Data lines

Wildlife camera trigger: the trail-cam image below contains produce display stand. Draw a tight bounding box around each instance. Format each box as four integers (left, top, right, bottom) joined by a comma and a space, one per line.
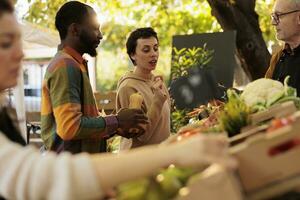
228, 101, 297, 145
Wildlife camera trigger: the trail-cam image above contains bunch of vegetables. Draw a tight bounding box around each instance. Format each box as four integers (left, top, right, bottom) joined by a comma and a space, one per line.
219, 89, 250, 137
117, 165, 195, 200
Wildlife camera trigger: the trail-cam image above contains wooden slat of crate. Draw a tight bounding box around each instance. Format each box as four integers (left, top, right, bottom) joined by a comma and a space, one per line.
230, 119, 300, 193
250, 101, 297, 124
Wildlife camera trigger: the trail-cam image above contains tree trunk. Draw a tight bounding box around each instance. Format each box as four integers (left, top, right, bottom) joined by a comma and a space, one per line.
207, 0, 271, 80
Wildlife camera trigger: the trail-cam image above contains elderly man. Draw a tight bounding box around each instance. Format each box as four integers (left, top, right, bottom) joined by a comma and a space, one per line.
266, 0, 300, 96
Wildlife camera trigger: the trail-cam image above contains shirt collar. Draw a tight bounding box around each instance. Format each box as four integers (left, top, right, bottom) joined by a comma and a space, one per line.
62, 46, 87, 64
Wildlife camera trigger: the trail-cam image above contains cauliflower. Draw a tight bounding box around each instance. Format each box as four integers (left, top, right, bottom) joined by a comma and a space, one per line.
241, 78, 285, 107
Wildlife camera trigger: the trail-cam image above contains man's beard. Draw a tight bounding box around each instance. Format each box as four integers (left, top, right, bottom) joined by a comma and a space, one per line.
79, 32, 97, 57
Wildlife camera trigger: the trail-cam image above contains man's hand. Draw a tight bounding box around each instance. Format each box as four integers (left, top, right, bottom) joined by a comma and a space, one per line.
117, 108, 148, 138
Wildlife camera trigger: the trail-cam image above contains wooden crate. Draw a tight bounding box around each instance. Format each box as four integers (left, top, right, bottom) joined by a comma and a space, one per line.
230, 118, 300, 199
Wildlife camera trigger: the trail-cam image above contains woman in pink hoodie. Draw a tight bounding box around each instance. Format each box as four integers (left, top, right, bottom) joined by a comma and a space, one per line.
116, 28, 170, 150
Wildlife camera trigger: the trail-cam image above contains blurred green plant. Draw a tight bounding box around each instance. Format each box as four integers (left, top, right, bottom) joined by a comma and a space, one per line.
171, 44, 214, 79
171, 44, 214, 133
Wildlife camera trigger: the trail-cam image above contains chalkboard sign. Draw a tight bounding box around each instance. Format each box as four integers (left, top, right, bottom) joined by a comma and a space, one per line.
170, 67, 224, 109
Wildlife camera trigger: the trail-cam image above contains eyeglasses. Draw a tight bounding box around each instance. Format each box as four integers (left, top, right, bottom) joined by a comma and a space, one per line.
271, 10, 300, 25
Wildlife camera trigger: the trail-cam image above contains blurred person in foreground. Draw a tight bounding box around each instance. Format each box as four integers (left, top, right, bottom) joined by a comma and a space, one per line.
266, 0, 300, 96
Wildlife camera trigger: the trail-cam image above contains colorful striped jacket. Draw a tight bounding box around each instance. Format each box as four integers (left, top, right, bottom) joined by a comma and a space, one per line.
41, 47, 118, 153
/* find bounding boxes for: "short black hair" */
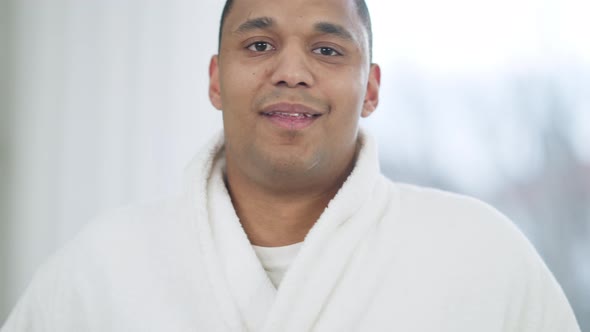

What you have to do: Put the lines above into a JSON list of strings, one string per line, skipping blank lines. Include every line except the pictures.

Problem solution:
[
  "Wildlife camera trigger: the trail-cam image below contains produce display stand. Draw a tight bounding box around each instance. Format each box as four integers (left, top, right, bottom) joined by a comma and a space, one per line.",
  "228, 101, 297, 145",
  "Wildlife camera trigger: the trail-cam image above contains bunch of vegetables. Draw a tight bounding box around each instance. Format each box as four integers (left, top, right, bottom) joined by a comma and a space, one per line.",
  "219, 89, 250, 137",
  "117, 165, 195, 200",
  "Wildlife camera trigger: the trail-cam image above contains wooden slat of crate. Draw a tight bounding box around each instance. Format each box as four integers (left, top, right, bottom) joined by a comma and a space, one per line.",
  "230, 119, 300, 193",
  "250, 101, 297, 124",
  "Wildlife camera trigger: the trail-cam image above contains tree trunk. Draw a tight bounding box around each instance. Format each box as four integers (left, top, right, bottom) joined by a comma and a space, one per line.",
  "207, 0, 271, 80",
  "Wildlife camera trigger: the trail-cam image above contains elderly man. Draw a tight bounding box around each instance. Format each box as four integers (left, top, right, bottom) joined by a comma and a space, one per line.",
  "266, 0, 300, 96",
  "Wildlife camera trigger: the trail-cam image above contains shirt collar. Draw a tight bounding box around each instance. Format each box as four integers (left, top, right, bottom) joined by a comma and a space, one per line.",
  "62, 46, 87, 64",
  "Wildlife camera trigger: the trail-cam image above contains cauliflower. Draw a tight bounding box around each instance. Format each box as four integers (left, top, right, bottom) joined by a comma and a space, one per line.",
  "241, 78, 285, 107",
  "Wildlife camera trigger: the trail-cam image above contains man's beard. Draw a tight bounding box around each instance. Format each box as four integers (left, top, right, bottom) joined by a comma and a space, one per line.",
  "79, 32, 97, 57",
  "Wildlife camera trigger: the trail-cam image above contains man's hand. Draw a tight bounding box around each instance. Format each box as four integers (left, top, right, bottom) joined by a comma and a space, one per line.",
  "117, 108, 148, 138",
  "Wildlife camera trigger: the trail-cam image above contains wooden crate. Draw a tight bounding box around each instance. Format each box as four integers (left, top, right, bottom) joined by a comma and a space, one per line.",
  "230, 118, 300, 199",
  "Wildlife camera trigger: the trail-cam image above contains woman in pink hoodie. Draw a tight bounding box around each instance. Format each box as four integers (left, top, right, bottom) joined by a comma and a space, one per line.",
  "116, 28, 170, 150",
  "Wildlife camera trigger: the trail-cam image above contains blurred green plant. Draw a tight bounding box around each instance. Format each box as four integers (left, top, right, bottom) joined by a comma and a space, one per line.",
  "171, 44, 214, 79",
  "171, 44, 214, 133",
  "Wildlife camera trigger: the trail-cam image above contains chalkboard sign. Draw a tight bounding box around each instance. Format each box as four integers (left, top, right, bottom) joined by a comma and a space, one per line.",
  "170, 67, 224, 109",
  "Wildlife camera trigger: the trail-cam image above contains eyeglasses. Draw a tight bounding box around each instance. Format each box as four integers (left, top, right, bottom) joined by a comma and a space, one per line.",
  "271, 10, 300, 25",
  "Wildlife camera trigger: the trail-cam image above contains blurred person in foreground. Draw a tight bounding box around each instance. Format each box as four integers (left, top, right, bottom) joined by a comma and a space, one per line.",
  "266, 0, 300, 96",
  "Wildlife camera trigger: the trail-cam image above contains colorful striped jacket. Draw a tight bounding box around each instance. Format each box as four integers (left, top, right, bottom) joined by a comma and a space, one per line.",
  "41, 47, 118, 153",
  "/* find bounding boxes for: \"short black hair\" */"
]